WRITTEN PROBLEM>
Rewrite each line of the data below as a JSON list of strings, one string per line, with blank lines skipped and the pictures left out.
________________________________________
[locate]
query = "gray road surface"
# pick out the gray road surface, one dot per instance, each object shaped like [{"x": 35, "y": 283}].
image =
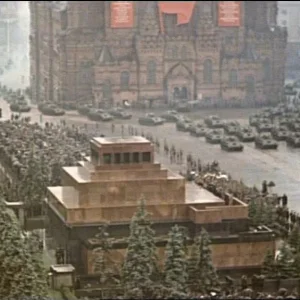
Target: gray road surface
[{"x": 252, "y": 165}]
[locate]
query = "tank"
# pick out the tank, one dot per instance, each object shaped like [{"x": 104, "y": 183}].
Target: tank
[
  {"x": 231, "y": 143},
  {"x": 280, "y": 133},
  {"x": 294, "y": 124},
  {"x": 151, "y": 120},
  {"x": 214, "y": 136},
  {"x": 283, "y": 121},
  {"x": 183, "y": 125},
  {"x": 293, "y": 140},
  {"x": 231, "y": 127},
  {"x": 170, "y": 116},
  {"x": 84, "y": 109},
  {"x": 120, "y": 113},
  {"x": 265, "y": 141},
  {"x": 253, "y": 119},
  {"x": 198, "y": 130},
  {"x": 245, "y": 134},
  {"x": 264, "y": 125},
  {"x": 214, "y": 122},
  {"x": 105, "y": 117}
]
________________________________________
SOLVED EXERCISE>
[
  "[locate]",
  "query = \"gray road surface\"",
  "# pick out the gray road surface, one dot per instance, each object shaped like [{\"x\": 35, \"y\": 283}].",
  "image =",
  "Target: gray road surface",
  "[{\"x\": 252, \"y\": 165}]",
  "[locate]",
  "query = \"tank\"",
  "# pick out the tank, one dot per instance, each object shaped like [{\"x\": 104, \"y\": 183}].",
  "Target: tank",
  "[",
  "  {\"x\": 231, \"y\": 143},",
  "  {\"x\": 280, \"y\": 133},",
  "  {\"x\": 294, \"y\": 124},",
  "  {\"x\": 151, \"y\": 120},",
  "  {\"x\": 214, \"y\": 136},",
  "  {\"x\": 283, \"y\": 121},",
  "  {\"x\": 183, \"y\": 125},",
  "  {\"x\": 293, \"y\": 140},",
  "  {\"x\": 231, \"y\": 127},",
  "  {\"x\": 170, \"y\": 116},",
  "  {\"x\": 84, \"y\": 109},",
  "  {\"x\": 120, \"y\": 113},",
  "  {\"x\": 265, \"y\": 141},",
  "  {\"x\": 253, \"y\": 119},",
  "  {\"x\": 198, \"y\": 130},",
  "  {\"x\": 245, \"y\": 134},",
  "  {\"x\": 264, \"y\": 125},",
  "  {\"x\": 214, \"y\": 122},",
  "  {\"x\": 105, \"y\": 117}",
  "]"
]